> **Job**
In the lines below, rename "point_to" to "locate_points" everywhere it appears, and give the lines back with nothing else changed and the pictures left out.

[Object point labels]
>> BEGIN
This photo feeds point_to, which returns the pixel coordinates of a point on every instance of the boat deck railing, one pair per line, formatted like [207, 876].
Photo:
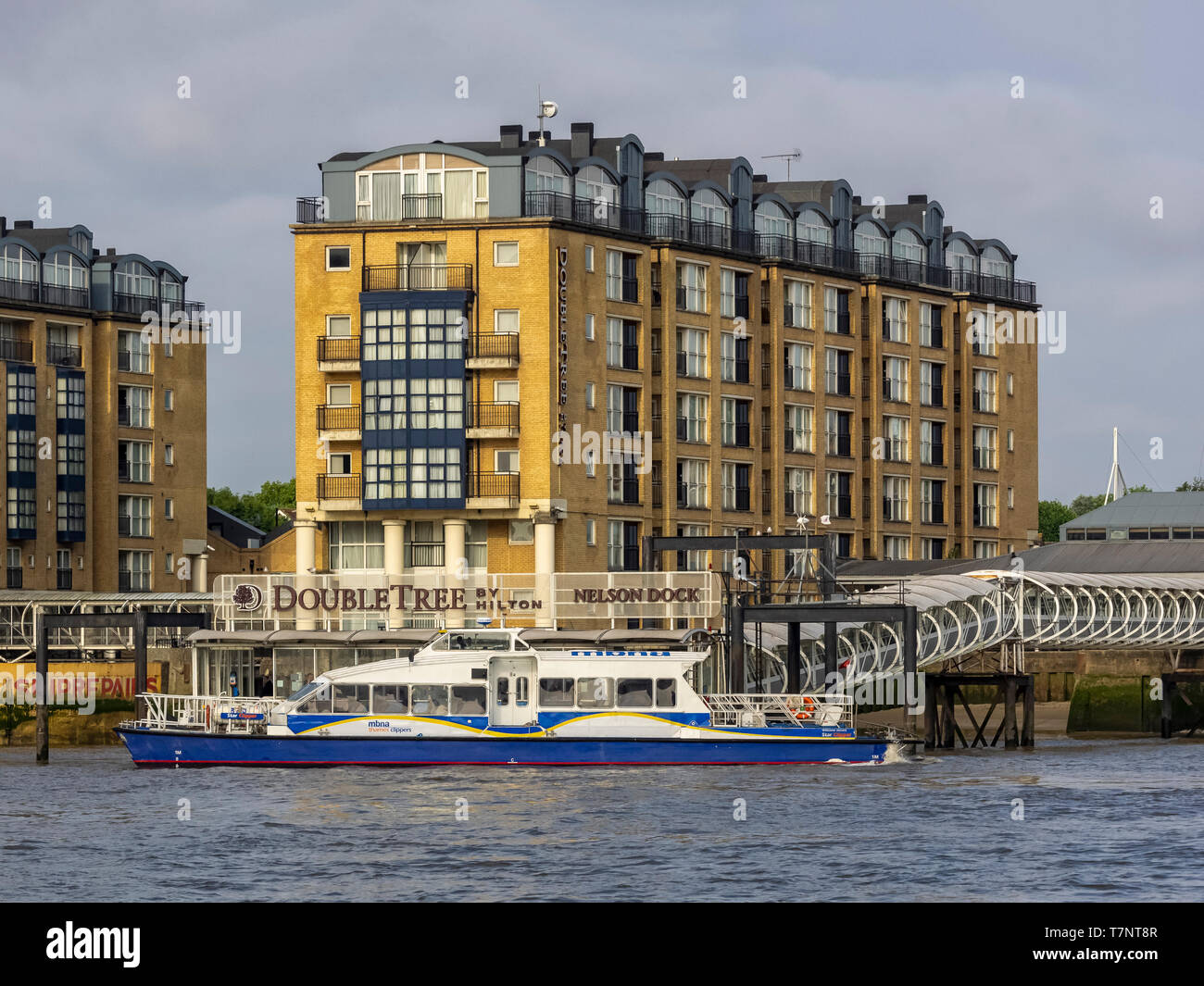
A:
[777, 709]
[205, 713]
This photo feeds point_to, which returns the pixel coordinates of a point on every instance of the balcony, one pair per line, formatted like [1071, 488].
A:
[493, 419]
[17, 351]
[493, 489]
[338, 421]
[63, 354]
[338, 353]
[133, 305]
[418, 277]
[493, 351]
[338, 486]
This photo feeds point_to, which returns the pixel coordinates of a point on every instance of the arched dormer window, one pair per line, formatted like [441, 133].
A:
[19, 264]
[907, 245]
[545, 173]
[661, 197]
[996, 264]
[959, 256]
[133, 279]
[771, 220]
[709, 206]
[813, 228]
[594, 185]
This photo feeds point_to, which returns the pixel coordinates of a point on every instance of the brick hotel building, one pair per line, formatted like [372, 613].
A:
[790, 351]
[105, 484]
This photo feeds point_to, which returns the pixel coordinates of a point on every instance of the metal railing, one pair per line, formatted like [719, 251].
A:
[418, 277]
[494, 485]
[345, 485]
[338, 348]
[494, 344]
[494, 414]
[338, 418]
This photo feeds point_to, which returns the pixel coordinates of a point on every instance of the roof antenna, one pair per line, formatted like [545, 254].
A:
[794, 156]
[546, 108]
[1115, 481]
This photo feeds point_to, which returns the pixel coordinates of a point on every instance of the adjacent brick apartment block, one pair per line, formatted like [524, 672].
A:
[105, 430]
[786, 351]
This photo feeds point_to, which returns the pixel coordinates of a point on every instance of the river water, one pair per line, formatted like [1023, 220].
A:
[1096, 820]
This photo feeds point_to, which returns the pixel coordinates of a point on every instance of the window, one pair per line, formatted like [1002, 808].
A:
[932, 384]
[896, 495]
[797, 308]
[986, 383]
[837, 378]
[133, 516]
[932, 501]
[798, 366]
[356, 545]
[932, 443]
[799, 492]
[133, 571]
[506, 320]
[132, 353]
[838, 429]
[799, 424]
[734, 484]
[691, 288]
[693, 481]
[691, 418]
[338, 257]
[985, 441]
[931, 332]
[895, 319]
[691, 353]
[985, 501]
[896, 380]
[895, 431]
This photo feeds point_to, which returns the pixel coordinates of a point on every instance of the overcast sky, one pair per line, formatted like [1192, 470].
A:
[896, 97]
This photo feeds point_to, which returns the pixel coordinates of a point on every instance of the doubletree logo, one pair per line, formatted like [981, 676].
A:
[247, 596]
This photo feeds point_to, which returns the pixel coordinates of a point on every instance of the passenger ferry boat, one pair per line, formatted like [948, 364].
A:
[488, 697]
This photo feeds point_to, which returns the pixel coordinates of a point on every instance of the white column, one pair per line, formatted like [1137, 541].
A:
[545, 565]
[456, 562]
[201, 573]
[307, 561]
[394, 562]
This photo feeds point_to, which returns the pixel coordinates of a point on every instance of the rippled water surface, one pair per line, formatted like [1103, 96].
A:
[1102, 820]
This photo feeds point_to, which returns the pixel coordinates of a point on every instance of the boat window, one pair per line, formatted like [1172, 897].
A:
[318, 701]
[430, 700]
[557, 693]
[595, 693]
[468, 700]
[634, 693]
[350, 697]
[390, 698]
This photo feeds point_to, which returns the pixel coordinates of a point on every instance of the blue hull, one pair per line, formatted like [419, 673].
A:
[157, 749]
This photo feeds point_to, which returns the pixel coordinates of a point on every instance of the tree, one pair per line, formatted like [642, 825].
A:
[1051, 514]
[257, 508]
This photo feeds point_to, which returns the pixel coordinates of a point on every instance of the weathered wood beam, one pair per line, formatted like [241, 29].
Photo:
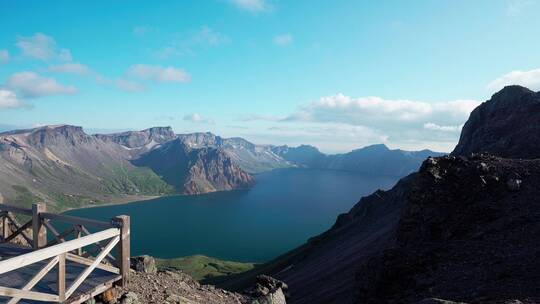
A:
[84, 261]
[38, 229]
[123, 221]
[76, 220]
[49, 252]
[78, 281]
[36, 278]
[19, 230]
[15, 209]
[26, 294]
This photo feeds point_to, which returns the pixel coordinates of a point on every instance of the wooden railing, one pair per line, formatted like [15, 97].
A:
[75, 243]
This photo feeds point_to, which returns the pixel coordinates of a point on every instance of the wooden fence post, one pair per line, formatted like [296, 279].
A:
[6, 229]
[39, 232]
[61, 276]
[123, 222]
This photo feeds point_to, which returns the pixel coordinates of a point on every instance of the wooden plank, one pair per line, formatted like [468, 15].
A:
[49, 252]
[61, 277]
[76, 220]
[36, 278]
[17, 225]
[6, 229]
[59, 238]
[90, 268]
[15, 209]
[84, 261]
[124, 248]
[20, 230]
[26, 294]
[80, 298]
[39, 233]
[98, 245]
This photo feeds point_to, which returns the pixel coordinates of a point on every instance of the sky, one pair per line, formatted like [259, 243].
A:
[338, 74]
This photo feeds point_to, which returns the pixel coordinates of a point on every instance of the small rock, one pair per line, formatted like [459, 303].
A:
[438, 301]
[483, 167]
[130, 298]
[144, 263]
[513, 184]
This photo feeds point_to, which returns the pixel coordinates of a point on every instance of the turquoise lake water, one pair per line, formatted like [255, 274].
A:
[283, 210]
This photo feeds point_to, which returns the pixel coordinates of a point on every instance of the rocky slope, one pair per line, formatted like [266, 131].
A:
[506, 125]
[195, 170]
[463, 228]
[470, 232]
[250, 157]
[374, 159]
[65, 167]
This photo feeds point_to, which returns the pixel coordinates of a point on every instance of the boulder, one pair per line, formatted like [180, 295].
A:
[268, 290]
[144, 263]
>> END
> **Reply**
This photo feeds locate_points, which returns the pixel coordinates of a point on every instance of the boat deck railing, one pair per line, formatted like [207, 876].
Photo:
A:
[777, 709]
[205, 713]
This photo feeds locate_points, which returns the pixel coordinates of a point on every instance of the balcony, one pair per line, formatted like [1071, 488].
A:
[493, 419]
[17, 351]
[493, 489]
[338, 421]
[63, 354]
[338, 353]
[133, 305]
[418, 277]
[493, 351]
[338, 486]
This photo feeds locate_points, which returns the pixel coordinates of a point on every instance of the arched dormer window, one pair per line, formatted like [441, 133].
A:
[19, 264]
[907, 245]
[545, 173]
[661, 197]
[996, 264]
[959, 256]
[133, 279]
[771, 220]
[709, 206]
[813, 228]
[594, 185]
This photo feeds locate_points, which returns the pixel coordinates of a point on every instance of the brick hotel building, one pair per line, formatted like [372, 613].
A:
[790, 351]
[105, 484]
This photo feeds locate_points, which returns the pixel coordinates of a point on every instance of the metal railing, one pair per line, formatted like [719, 251].
A:
[418, 277]
[494, 485]
[345, 485]
[338, 348]
[494, 344]
[494, 414]
[338, 418]
This photo feeds locate_points, which returns the pixel coordinates of a point on every instance of the roof antenna, one pair per line, formatted like [545, 254].
A:
[794, 156]
[546, 108]
[1115, 481]
This photo feeds locate_points, which returns the pixel coordinates of a point on every instance of the adjacent brick apartment block, one pair per line, formatted like [524, 672].
A:
[105, 430]
[786, 351]
This photo feeds locate_points, which returns the pixel coordinates of a point on every instance of the river water, one pair per line, formatted like [1023, 220].
A:
[1096, 820]
This photo feeds locate_points, which returns the pixel coordinates of a point on every instance of the window, one pair per line, formatted like [1002, 808].
A:
[932, 384]
[896, 495]
[797, 308]
[986, 383]
[837, 378]
[133, 516]
[932, 501]
[798, 366]
[356, 545]
[932, 443]
[799, 492]
[133, 571]
[506, 320]
[132, 353]
[838, 429]
[799, 424]
[734, 484]
[691, 288]
[693, 481]
[691, 418]
[338, 257]
[985, 441]
[931, 332]
[895, 319]
[691, 353]
[985, 501]
[896, 380]
[895, 431]
This photo feeds locate_points, which returns the pixel coordinates of a point on every instance of the overcast sky, one pair per line, formatted like [1192, 470].
A:
[896, 97]
This photo feeds locate_points, which returns the pixel coordinates of a point on every instance of the doubletree logo, one pair per line, formatted like [981, 676].
A:
[247, 596]
This photo feeds locate_points, which returns the pixel coordinates of a point on every instance of the passenger ferry boat, one pair per line, formatted like [948, 364].
A:
[488, 697]
This photo feeds locate_points, which returns the pixel coordinates of a point on every instance of the white column, one pair per line, formatted like [1137, 541].
A:
[545, 565]
[456, 562]
[201, 573]
[307, 561]
[394, 562]
This photo feeds locate_points, which returns the pixel coordinates of a point on every instance of the rippled water surface, one pair per line, formatted like [1103, 96].
A:
[1102, 820]
This photo feeds locate_points, which returns the pixel coordinates of a point on every instance of the boat window, one pair per line, formatted like [1172, 897].
A:
[318, 701]
[430, 700]
[557, 693]
[595, 693]
[468, 700]
[634, 693]
[350, 697]
[390, 698]
This photo feeds locate_points, which returns the pixel coordinates of a point on every instance of the blue hull, one pair per line, formatted like [419, 673].
A:
[157, 749]
This photo feeds locate_points, which returns the pixel coordinates of a point on every instance of the tree, one pair per line, formatted like [642, 825].
A:
[1051, 514]
[257, 508]
This photo feeds locate_points, which returns the pixel coordinates of a point on every instance of the weathered wood beam, one pair per line, formatted like [241, 29].
Photo:
A:
[84, 261]
[38, 229]
[123, 221]
[76, 220]
[49, 252]
[78, 281]
[36, 278]
[19, 230]
[15, 209]
[26, 294]
This photo feeds locate_points, which returns the pixel coordinates of a point on every instance of the wooden railing, one pair per line, formatted like [15, 97].
A:
[75, 243]
This photo feeds locate_points, which returns the pixel coordinates of a point on every instance of the wooden fence post, one pair per line, formatted like [296, 279].
A:
[6, 229]
[39, 232]
[61, 276]
[123, 222]
This photo feeds locate_points, which returns the pixel coordinates of a point on every instance of the wooden plank, one pair per line, formatted like [468, 15].
A:
[49, 252]
[61, 277]
[76, 220]
[36, 278]
[17, 225]
[6, 229]
[59, 238]
[90, 268]
[15, 209]
[84, 261]
[124, 248]
[20, 230]
[26, 294]
[80, 298]
[39, 233]
[98, 245]
This photo feeds locate_points, which returns the pixel coordinates of a point on every instance of the sky, one pair per line, formatted like [259, 243].
A:
[338, 74]
This photo feeds locate_points, which returns the pixel coordinates of a point on every instance of the small rock, one pair per line, formatted like [459, 303].
A:
[438, 301]
[483, 167]
[130, 298]
[144, 263]
[513, 184]
This photo feeds locate_points, which returns the pixel coordinates of a point on every instance of the turquoise lake water, one pair per line, formatted like [255, 274].
A:
[283, 210]
This photo feeds locate_points, which returns the pixel coordinates of a point on every instance of the rocky slope, one pair per line, formatted like [266, 131].
A:
[506, 125]
[195, 170]
[463, 228]
[470, 232]
[250, 157]
[374, 159]
[65, 167]
This photo feeds locate_points, which returns the pixel coordinates of a point on every instance of the boulder, one pair per line, formatted like [180, 295].
A:
[268, 290]
[144, 263]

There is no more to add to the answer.